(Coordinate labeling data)
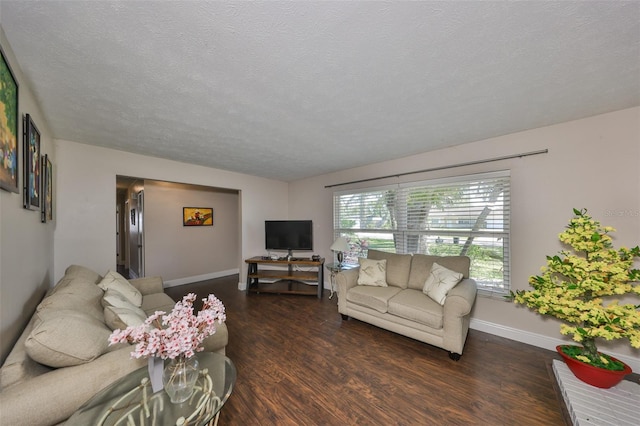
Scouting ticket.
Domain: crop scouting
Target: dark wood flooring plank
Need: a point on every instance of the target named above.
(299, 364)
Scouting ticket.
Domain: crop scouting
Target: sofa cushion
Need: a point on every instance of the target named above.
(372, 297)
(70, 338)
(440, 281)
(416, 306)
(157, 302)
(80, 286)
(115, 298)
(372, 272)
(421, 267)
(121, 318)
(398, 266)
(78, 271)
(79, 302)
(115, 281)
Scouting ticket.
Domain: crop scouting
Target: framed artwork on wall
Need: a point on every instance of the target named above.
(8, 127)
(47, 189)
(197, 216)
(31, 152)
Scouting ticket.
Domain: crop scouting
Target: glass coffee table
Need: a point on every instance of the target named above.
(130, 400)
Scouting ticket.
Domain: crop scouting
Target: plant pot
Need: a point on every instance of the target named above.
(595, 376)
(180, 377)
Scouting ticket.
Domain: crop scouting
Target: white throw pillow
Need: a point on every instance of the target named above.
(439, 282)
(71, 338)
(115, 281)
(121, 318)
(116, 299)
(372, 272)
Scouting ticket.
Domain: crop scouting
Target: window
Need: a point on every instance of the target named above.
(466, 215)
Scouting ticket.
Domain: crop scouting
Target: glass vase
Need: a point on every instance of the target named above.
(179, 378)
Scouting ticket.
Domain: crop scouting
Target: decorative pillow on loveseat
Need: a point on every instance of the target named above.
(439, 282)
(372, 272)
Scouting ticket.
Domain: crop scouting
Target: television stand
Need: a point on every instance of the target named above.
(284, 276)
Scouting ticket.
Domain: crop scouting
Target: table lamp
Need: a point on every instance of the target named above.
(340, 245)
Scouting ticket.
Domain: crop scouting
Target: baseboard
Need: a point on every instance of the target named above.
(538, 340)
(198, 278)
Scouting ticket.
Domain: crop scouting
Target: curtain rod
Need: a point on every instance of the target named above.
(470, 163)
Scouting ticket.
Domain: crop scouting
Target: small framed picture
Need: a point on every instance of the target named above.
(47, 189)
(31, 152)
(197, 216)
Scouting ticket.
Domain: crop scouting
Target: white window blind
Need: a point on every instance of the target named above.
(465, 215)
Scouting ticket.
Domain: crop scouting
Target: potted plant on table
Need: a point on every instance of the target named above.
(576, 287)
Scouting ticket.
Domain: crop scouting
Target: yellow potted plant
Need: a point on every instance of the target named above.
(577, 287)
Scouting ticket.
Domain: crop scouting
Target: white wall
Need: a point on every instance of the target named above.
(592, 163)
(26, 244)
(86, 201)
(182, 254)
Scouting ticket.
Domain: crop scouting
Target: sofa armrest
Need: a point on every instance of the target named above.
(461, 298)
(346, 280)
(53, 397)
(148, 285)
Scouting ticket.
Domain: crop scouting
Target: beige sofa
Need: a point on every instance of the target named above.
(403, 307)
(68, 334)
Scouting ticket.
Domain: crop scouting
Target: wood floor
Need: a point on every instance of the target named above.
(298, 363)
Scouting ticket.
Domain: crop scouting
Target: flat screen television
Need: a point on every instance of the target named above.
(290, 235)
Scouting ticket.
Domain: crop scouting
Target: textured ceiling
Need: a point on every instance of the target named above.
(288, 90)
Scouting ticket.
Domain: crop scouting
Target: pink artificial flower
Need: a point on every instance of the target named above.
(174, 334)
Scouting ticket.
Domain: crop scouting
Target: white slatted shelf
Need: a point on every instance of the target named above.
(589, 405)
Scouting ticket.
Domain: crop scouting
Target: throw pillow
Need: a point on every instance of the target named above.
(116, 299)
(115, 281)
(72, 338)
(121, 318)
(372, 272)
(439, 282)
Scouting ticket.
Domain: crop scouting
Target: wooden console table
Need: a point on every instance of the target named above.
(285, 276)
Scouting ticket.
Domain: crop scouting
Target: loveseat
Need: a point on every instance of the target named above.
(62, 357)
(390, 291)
==
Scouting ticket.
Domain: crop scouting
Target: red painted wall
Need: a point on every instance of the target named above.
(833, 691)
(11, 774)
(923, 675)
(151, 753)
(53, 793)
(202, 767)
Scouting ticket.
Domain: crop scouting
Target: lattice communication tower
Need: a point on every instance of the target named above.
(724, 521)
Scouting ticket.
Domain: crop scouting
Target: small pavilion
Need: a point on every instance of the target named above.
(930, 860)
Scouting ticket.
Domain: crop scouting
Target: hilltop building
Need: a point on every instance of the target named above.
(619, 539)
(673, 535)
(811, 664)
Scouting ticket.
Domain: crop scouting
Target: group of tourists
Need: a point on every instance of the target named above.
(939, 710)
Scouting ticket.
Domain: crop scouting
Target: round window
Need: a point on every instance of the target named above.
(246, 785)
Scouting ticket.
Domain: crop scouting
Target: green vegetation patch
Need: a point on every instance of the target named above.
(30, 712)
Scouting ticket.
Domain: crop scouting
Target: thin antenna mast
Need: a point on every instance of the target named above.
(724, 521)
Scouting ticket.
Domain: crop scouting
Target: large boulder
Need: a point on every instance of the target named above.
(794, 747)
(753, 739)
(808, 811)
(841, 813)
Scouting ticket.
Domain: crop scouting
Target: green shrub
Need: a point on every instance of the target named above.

- To do -
Locate every line in the entries above that contains the word "white", and copy each of those lines in full.

- Written solution -
Target: white throw pillow
Target: white window blind
Target: white wall
Target: white slatted shelf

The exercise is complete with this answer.